▸ WHAT NEEDS TO BE DONE:
Count the lines of the records below that contain the string "woman" with matching case, and reply with only that number.

(Raw records)

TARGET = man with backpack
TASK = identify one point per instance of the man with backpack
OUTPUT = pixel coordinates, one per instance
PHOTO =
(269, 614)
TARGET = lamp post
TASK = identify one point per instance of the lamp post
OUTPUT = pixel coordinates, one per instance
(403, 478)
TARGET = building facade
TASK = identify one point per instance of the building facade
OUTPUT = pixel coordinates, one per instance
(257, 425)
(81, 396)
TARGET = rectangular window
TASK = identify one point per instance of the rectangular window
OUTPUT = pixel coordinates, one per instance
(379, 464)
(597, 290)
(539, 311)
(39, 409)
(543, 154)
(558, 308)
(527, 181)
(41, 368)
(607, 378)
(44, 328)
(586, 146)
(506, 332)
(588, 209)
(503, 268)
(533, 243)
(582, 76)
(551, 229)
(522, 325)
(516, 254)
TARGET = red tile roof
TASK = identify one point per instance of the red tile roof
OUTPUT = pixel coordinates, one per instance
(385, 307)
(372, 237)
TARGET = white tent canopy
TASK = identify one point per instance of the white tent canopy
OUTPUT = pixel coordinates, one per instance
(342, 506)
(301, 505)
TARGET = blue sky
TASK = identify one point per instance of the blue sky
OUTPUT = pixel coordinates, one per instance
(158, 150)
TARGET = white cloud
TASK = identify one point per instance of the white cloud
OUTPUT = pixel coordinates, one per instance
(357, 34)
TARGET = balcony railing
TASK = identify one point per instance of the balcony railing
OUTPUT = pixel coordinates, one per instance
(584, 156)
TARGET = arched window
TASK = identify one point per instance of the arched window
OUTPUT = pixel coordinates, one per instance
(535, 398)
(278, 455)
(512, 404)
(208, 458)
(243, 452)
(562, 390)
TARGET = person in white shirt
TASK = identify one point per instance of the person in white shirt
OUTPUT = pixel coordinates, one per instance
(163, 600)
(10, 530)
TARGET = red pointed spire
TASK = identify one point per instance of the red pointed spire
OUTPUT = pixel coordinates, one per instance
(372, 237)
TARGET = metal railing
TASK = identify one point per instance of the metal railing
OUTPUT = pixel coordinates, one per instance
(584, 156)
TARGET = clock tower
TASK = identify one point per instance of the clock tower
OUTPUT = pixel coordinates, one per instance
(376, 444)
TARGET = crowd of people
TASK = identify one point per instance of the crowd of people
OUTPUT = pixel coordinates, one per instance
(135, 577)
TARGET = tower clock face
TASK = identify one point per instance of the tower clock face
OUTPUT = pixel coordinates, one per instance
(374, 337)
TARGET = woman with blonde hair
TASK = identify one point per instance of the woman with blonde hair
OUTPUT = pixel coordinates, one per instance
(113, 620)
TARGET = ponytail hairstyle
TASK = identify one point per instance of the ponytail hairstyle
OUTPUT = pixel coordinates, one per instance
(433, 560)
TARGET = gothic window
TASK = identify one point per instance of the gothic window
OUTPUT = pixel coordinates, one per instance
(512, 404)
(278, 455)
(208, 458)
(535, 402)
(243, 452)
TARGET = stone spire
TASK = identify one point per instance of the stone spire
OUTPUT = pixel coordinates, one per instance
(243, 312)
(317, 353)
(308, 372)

* * *

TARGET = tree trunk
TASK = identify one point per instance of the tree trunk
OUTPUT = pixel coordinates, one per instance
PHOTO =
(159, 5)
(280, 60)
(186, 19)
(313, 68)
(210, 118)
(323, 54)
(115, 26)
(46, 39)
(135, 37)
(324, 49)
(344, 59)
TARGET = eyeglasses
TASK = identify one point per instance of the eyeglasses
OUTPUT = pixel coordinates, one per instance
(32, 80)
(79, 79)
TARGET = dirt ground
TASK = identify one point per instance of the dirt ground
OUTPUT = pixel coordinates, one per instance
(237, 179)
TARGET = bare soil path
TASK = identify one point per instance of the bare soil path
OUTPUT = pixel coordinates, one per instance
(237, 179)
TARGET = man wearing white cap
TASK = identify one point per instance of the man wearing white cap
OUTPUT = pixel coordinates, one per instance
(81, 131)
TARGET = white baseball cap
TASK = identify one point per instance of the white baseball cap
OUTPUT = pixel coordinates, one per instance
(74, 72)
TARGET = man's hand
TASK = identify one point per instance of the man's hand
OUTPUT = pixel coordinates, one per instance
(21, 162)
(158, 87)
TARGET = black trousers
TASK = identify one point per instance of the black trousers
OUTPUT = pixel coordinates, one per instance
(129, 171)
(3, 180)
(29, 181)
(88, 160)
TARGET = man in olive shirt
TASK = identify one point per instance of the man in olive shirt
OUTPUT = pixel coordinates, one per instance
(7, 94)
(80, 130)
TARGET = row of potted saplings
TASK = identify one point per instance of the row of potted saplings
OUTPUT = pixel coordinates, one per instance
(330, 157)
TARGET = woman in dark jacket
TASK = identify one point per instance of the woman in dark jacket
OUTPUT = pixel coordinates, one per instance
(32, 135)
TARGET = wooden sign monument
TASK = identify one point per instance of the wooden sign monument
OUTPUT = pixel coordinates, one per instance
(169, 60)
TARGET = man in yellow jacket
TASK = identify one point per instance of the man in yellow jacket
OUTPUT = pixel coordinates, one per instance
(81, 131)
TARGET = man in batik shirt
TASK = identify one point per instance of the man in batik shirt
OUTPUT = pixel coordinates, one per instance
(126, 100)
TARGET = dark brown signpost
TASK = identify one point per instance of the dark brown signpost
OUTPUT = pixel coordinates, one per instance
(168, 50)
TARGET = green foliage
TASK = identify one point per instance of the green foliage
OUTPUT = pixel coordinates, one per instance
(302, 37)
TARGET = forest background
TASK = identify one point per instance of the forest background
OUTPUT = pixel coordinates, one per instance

▸ FINAL RESULT:
4